-- START OF Extracted records --

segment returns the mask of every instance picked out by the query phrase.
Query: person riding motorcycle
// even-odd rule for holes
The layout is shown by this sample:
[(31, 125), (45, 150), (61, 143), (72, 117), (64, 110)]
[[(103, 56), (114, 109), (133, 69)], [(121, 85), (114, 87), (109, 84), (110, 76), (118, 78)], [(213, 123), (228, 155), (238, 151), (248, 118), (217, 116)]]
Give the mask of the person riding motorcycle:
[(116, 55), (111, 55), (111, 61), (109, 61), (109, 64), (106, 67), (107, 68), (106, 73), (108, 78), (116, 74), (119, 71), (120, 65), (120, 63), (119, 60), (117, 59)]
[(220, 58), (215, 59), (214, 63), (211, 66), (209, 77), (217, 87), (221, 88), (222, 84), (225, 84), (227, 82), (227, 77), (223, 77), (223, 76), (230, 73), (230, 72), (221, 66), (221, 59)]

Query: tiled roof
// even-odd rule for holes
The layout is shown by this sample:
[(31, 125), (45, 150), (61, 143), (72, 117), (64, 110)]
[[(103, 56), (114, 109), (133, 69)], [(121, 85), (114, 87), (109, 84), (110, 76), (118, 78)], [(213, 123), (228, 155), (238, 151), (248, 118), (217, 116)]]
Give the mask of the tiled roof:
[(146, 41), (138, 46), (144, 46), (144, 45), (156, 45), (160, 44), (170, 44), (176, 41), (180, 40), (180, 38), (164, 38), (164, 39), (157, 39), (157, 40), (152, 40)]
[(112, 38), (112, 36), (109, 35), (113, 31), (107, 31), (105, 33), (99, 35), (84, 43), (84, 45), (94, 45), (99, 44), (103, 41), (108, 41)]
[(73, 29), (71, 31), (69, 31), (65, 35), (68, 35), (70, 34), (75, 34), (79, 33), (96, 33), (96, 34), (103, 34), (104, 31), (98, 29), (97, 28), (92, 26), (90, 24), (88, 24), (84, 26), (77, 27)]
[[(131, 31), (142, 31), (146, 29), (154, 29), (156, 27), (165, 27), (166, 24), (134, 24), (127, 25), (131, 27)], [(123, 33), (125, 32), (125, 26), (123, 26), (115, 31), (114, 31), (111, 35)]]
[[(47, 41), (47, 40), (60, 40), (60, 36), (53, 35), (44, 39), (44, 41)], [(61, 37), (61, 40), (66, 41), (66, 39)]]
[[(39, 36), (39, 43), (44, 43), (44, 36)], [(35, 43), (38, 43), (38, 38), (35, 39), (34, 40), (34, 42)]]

-- END OF Extracted records --

To be done: Could you format every line of the items above as a JSON list of strings, one string per line, leaving out the blank lines?

Answer to the problem:
[
  "segment returns the mask of every instance picked out by the query phrase.",
  "Query: person riding motorcycle",
  "// even-odd rule for holes",
  "The layout is shown by this sample:",
  "[(31, 125), (45, 150), (61, 143), (72, 117), (64, 110)]",
  "[[(103, 56), (114, 109), (133, 69)], [(121, 85), (114, 87), (109, 84), (110, 76), (118, 78)], [(213, 123), (228, 155), (238, 151), (248, 118), (217, 116)]]",
  "Give the mask of the person riding motorcycle:",
  "[(116, 55), (111, 55), (111, 61), (109, 61), (109, 64), (106, 67), (107, 68), (106, 73), (108, 78), (116, 74), (119, 71), (120, 65), (120, 63), (119, 60), (117, 59)]",
  "[(220, 58), (215, 59), (214, 63), (211, 66), (209, 77), (217, 87), (221, 88), (222, 84), (225, 84), (227, 82), (227, 77), (223, 77), (223, 76), (230, 73), (230, 72), (221, 66), (221, 59)]",
  "Query: tiled roof",
  "// even-odd rule for holes",
  "The layout is shown by this sample:",
  "[(31, 125), (45, 150), (61, 143), (72, 117), (64, 110)]",
  "[[(103, 56), (114, 109), (133, 69)], [(121, 85), (114, 87), (109, 84), (110, 76), (118, 78)], [(213, 123), (228, 155), (238, 151), (248, 118), (217, 116)]]",
  "Give the mask of the tiled roof:",
  "[(146, 41), (138, 46), (144, 46), (144, 45), (156, 45), (160, 44), (170, 44), (176, 41), (180, 40), (180, 38), (164, 38), (164, 39), (157, 39), (157, 40), (152, 40)]",
  "[(112, 38), (112, 36), (109, 35), (113, 31), (107, 31), (105, 33), (99, 35), (84, 43), (84, 45), (94, 45), (99, 44), (103, 41), (108, 41)]",
  "[(73, 29), (71, 31), (69, 31), (65, 35), (68, 35), (70, 34), (75, 34), (79, 33), (96, 33), (96, 34), (103, 34), (104, 31), (98, 29), (97, 28), (92, 26), (90, 24), (88, 24), (84, 26), (77, 27)]",
  "[[(131, 31), (142, 31), (146, 29), (154, 29), (156, 27), (165, 27), (166, 24), (134, 24), (127, 25), (131, 27)], [(123, 33), (125, 32), (125, 26), (123, 26), (115, 31), (114, 31), (111, 35)]]",
  "[[(47, 41), (47, 40), (60, 40), (60, 36), (53, 35), (44, 39), (44, 41)], [(61, 37), (61, 40), (66, 41), (66, 39)]]",
  "[[(39, 36), (39, 43), (44, 43), (44, 36)], [(35, 43), (38, 43), (38, 38), (35, 39), (34, 40), (34, 42)]]"
]